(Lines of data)
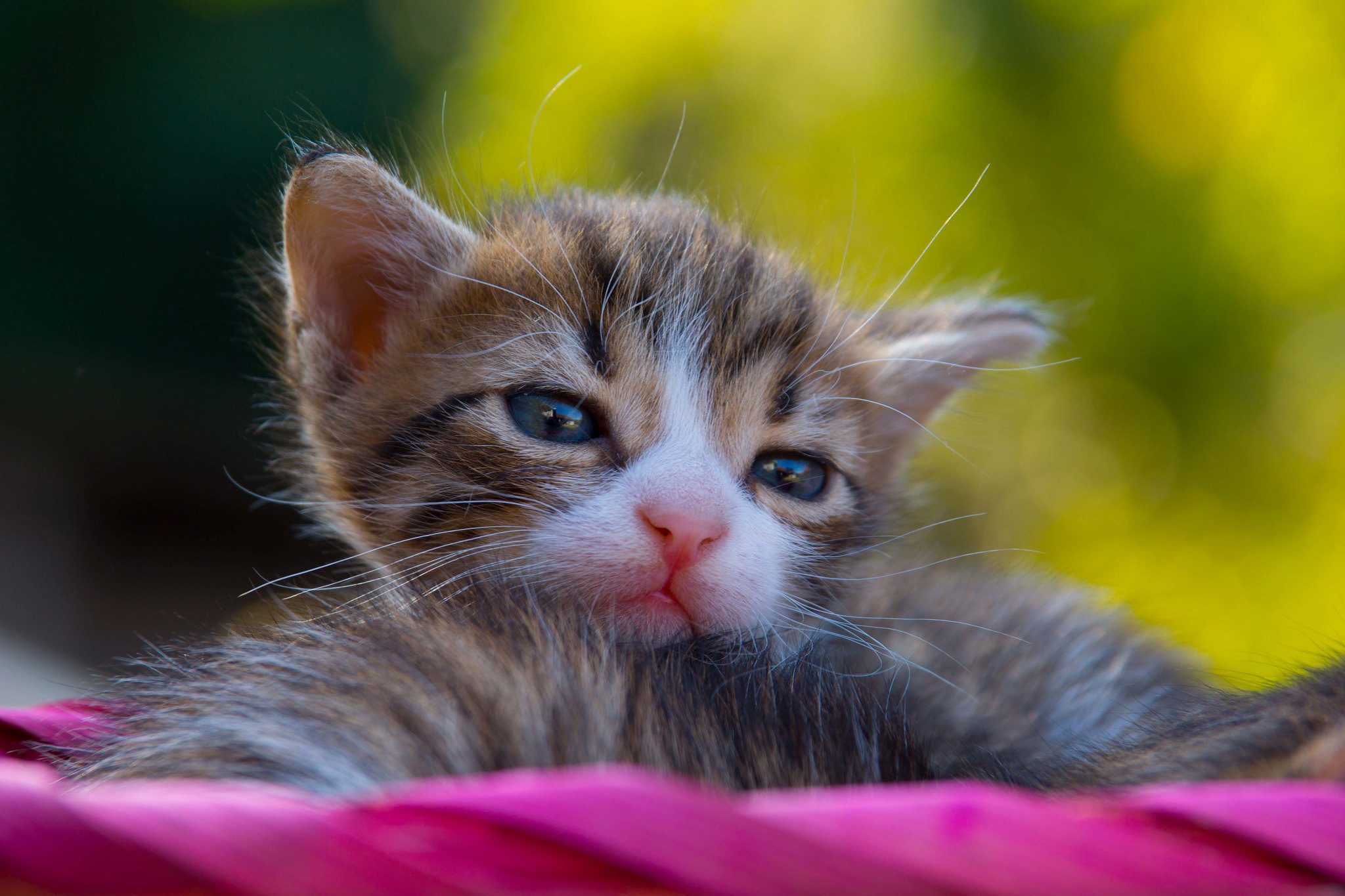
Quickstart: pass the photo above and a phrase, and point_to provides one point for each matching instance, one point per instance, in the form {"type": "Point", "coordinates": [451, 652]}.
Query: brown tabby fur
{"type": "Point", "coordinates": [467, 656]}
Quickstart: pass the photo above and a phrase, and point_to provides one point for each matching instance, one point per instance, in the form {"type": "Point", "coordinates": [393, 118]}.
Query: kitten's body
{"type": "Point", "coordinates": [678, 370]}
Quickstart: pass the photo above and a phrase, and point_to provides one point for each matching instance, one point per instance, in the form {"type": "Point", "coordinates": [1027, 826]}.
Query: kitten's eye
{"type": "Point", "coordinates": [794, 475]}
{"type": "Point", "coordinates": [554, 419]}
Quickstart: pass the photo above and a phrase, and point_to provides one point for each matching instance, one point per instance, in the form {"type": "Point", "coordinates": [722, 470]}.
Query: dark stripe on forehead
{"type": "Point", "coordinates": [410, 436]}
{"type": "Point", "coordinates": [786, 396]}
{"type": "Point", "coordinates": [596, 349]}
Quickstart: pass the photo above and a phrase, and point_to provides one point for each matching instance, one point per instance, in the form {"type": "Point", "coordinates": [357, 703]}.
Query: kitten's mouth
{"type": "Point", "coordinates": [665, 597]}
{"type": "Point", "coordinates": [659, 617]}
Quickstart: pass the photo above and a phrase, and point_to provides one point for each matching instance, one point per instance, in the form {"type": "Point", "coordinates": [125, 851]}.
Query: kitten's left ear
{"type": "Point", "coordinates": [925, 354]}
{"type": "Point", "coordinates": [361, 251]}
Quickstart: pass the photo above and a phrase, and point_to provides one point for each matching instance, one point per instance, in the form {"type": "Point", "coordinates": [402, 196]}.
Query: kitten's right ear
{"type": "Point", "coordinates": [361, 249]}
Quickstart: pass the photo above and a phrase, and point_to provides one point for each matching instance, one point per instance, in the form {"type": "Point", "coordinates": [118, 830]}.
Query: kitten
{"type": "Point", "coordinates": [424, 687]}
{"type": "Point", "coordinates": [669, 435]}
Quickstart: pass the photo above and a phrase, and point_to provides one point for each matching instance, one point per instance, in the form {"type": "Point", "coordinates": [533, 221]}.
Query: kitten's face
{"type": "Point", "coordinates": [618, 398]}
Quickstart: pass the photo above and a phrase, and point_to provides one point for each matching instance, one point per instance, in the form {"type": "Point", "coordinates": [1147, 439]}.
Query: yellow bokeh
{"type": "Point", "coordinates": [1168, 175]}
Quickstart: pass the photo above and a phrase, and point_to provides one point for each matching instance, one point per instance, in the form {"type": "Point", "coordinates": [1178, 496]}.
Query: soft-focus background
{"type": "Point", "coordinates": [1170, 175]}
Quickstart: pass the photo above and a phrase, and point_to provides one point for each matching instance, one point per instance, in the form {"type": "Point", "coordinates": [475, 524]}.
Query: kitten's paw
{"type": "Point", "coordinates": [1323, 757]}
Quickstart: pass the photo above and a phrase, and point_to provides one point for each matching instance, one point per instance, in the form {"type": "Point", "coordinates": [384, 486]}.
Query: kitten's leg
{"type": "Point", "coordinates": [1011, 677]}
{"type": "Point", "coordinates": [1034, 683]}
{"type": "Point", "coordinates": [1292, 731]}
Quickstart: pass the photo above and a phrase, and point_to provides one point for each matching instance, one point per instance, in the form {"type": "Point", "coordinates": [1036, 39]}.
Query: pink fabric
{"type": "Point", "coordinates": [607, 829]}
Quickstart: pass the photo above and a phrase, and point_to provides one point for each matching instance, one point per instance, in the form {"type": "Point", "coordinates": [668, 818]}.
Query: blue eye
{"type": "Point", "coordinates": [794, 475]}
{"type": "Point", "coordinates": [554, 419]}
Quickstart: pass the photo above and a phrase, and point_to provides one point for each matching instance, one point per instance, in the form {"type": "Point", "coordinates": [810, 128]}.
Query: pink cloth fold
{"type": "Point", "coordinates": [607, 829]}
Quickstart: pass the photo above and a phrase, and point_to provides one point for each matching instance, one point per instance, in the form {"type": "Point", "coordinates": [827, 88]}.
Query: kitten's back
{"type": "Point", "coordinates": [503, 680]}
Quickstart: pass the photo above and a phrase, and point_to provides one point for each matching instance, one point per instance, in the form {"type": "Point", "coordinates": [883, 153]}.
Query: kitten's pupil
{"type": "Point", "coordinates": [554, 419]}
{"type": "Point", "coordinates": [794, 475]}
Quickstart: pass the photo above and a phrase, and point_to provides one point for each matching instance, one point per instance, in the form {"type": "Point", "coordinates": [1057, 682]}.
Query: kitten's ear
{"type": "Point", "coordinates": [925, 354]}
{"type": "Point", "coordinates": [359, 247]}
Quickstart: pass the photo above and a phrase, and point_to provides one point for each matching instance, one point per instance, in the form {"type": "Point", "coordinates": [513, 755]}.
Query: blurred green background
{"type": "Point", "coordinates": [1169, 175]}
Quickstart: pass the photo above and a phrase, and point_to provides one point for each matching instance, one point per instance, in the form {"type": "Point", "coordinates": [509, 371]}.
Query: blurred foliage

AIM:
Copy the listing over exactly, skipping the pictures it holds.

SOLVED EXERCISE:
Quickstart: pass the photo above and a phrase, and point_to provides one point for each matching instance, one point per instance, in the form {"type": "Point", "coordinates": [451, 652]}.
Query: brown tabby fur
{"type": "Point", "coordinates": [467, 656]}
Quickstart: pass the photo above and a phrase, and point_to provides one point for each matching instance, one point per instance, in the form {"type": "Point", "coordinates": [393, 118]}.
Query: kitten's body
{"type": "Point", "coordinates": [678, 370]}
Quickstart: pass the photo above and a phrase, and point_to provides one point for each matching instance, one point per instance, in the form {"type": "Point", "coordinates": [1027, 826]}.
Query: kitten's eye
{"type": "Point", "coordinates": [794, 475]}
{"type": "Point", "coordinates": [554, 419]}
Quickstart: pass the photo above and a phrase, and point_to provides one point for each matching instance, one point per instance, in the form {"type": "Point", "coordinates": [722, 470]}.
Query: dark stripe on forehead
{"type": "Point", "coordinates": [410, 436]}
{"type": "Point", "coordinates": [786, 396]}
{"type": "Point", "coordinates": [596, 349]}
Quickstart: pass the photo above and a phrase, and point_to provides one point for each matching instance, one point per instance, in the form {"type": "Point", "coordinates": [357, 703]}.
Query: kitten's mouth
{"type": "Point", "coordinates": [665, 597]}
{"type": "Point", "coordinates": [659, 617]}
Quickstart: pass the photo above and a phrase, and point_to provides one point for each matching instance, one point per instance, in the form {"type": "Point", "coordinates": [125, 851]}.
Query: kitten's left ear
{"type": "Point", "coordinates": [925, 354]}
{"type": "Point", "coordinates": [361, 251]}
Quickstart: pass the photo above and a phrase, and point_to provides one point for each matching instance, one point per instance, in the form {"type": "Point", "coordinates": [402, 196]}.
Query: kitten's right ear
{"type": "Point", "coordinates": [361, 249]}
Quickstart: pass the photo above and a phrase, and point_to provides one point for each matching instance, one point per instance, in the form {"type": "Point", "coordinates": [118, 830]}.
Query: kitten
{"type": "Point", "coordinates": [424, 687]}
{"type": "Point", "coordinates": [669, 435]}
Quickstart: pass the photo above and a phrase, and point_to provides one point for each matching instance, one point per instance, in the form {"type": "Point", "coordinates": [533, 221]}.
Query: kitten's face
{"type": "Point", "coordinates": [618, 398]}
Quickstart: pass the photo above and a phrase, and point_to provides one point for each matching instance, one point per instance, in the form {"type": "Point", "coordinates": [1147, 439]}.
Query: yellow bokeh
{"type": "Point", "coordinates": [1168, 175]}
Quickstart: pass the photo above and a phrase, and point_to provides one point for each matching instance, one point per instance, in the form {"type": "Point", "coordinates": [1178, 496]}.
Query: soft-focus background
{"type": "Point", "coordinates": [1170, 175]}
Quickstart: pass the photo above and a phrase, and point_to provides one point for each matching instance, one point per instance, in the form {"type": "Point", "coordinates": [475, 524]}.
Query: kitten's paw
{"type": "Point", "coordinates": [1323, 757]}
Quickstart: pass the photo above and a phrase, and point_to provides one point for each matching instance, one point per instance, in the form {"type": "Point", "coordinates": [384, 486]}.
Query: kitten's leg
{"type": "Point", "coordinates": [1011, 677]}
{"type": "Point", "coordinates": [1034, 683]}
{"type": "Point", "coordinates": [1292, 731]}
Quickstart: pass the photo above and a phrase, and point_to provides one point for each matching instance, one point per instance, in the form {"type": "Point", "coordinates": [1036, 39]}.
Query: pink fabric
{"type": "Point", "coordinates": [607, 829]}
Quickstart: pass the photo above and a phrase, and point_to provides one point for each matching instance, one point per instance, in the form {"type": "Point", "coordinates": [668, 818]}.
Query: blue eye
{"type": "Point", "coordinates": [794, 475]}
{"type": "Point", "coordinates": [554, 419]}
Quickstart: pass the photo above and a phrase, and point_to provides one point for each matching instance, one point per instance, in the form {"type": "Point", "coordinates": [810, 128]}.
Query: pink cloth fold
{"type": "Point", "coordinates": [607, 829]}
Quickstart: pass the photo above and a phrase, and point_to provides one point for each matching instance, one point per instance, in the form {"type": "Point", "coordinates": [827, 88]}.
Query: kitten's back
{"type": "Point", "coordinates": [503, 680]}
Quickstart: pass the photo above and a phrase, and point_to provides one point for each matching instance, one point per instance, in the form {"type": "Point", "coordinates": [883, 153]}.
Query: kitten's pupil
{"type": "Point", "coordinates": [554, 419]}
{"type": "Point", "coordinates": [794, 475]}
Quickstart: pass the photo above and a phrase, and point_to provides one point for each matching instance, one point per instance, in the form {"type": "Point", "coordinates": [1057, 682]}.
Query: kitten's ear
{"type": "Point", "coordinates": [925, 354]}
{"type": "Point", "coordinates": [359, 247]}
Quickstart: pass the photo above and a phrase, and point_to provides one point for each matching instance, one point per instance, in the form {"type": "Point", "coordinates": [513, 755]}.
Query: blurred green background
{"type": "Point", "coordinates": [1169, 175]}
Quickstart: pass the photo above and a phrase, and point_to provides one point for each matching instance, one point per instance, in the form {"type": "Point", "coordinates": [509, 371]}.
Query: blurred foliage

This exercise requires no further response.